## GIVEN REQUEST
Write out the whole listing again, exactly as given.
Start of PROVIDED INFORMATION
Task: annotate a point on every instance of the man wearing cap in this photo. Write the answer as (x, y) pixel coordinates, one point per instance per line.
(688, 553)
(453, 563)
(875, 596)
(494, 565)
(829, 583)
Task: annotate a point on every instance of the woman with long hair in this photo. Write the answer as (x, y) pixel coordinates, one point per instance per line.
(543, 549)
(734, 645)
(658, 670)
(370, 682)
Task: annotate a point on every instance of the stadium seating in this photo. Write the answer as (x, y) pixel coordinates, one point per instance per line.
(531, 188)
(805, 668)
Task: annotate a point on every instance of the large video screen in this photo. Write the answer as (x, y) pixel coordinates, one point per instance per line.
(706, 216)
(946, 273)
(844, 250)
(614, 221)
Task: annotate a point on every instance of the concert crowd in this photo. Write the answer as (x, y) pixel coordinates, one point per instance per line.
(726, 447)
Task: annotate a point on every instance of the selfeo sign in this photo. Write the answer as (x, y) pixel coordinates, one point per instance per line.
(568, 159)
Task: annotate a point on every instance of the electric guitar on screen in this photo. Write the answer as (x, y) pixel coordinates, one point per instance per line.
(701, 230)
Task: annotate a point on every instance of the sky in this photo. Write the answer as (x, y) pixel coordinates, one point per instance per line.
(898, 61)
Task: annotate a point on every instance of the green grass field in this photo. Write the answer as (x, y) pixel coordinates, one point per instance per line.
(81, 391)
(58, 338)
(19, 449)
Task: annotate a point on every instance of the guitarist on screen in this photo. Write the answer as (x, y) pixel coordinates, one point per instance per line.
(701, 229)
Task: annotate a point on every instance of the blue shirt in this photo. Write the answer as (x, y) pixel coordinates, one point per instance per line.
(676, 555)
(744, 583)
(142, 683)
End of PROVIDED INFORMATION
## SOLVED EXERCISE
Task: annotate a point on every instance of the man wearing cap in this photo. Write the answer as (x, y) pixel coordinates, one point per instance per line.
(688, 553)
(453, 563)
(875, 596)
(494, 565)
(829, 583)
Task: annotate a point on every instance of the woman with long hair in this photo. Write the answer as (x, y) pixel coordinates, one point per instance per line.
(543, 549)
(734, 645)
(658, 670)
(370, 682)
Task: annotate a point on every instance of the stadium seating in this photo. Write the answer as (x, y) pixel coordinates, one point per instance per line.
(531, 188)
(805, 668)
Task: annotate a point on every instance of the large video screen in this photo. Write the answer as (x, y) pixel coordinates, one point per instance per line.
(706, 216)
(946, 273)
(844, 250)
(614, 221)
Task: annotate a point on every instance of the concert crowd in this photo. Write the answer as (x, y) pixel coordinates, one point per instance per line.
(726, 447)
Task: annotate a point on every instance of the selfeo sign in this photo. Write the answer as (x, y) pixel coordinates, one point per instance per line.
(568, 159)
Task: annotate a point on every instance of the electric guitar on screen in this photo. Write the answer as (x, y) pixel coordinates, one point per instance per line.
(701, 230)
Task: annotate a point on every instance of the sky in this photo. Write the answer as (x, y) pixel coordinates, one point per instance per line.
(898, 61)
Task: annotate a point on every instance of the green grass field in this photo. Write the answer as (x, y) pixel coordinates, one point per instance per line.
(81, 391)
(58, 338)
(19, 449)
Task: annotate a point on every instance of the guitarist on screen in this photo. Write the answer as (x, y) pixel coordinates, one point per instance per line.
(701, 229)
Task: annotate a point on every instance of the blue shirt in this photo. Write the answer as (x, y) pixel coordinates, one point per instance per line.
(676, 555)
(744, 583)
(142, 683)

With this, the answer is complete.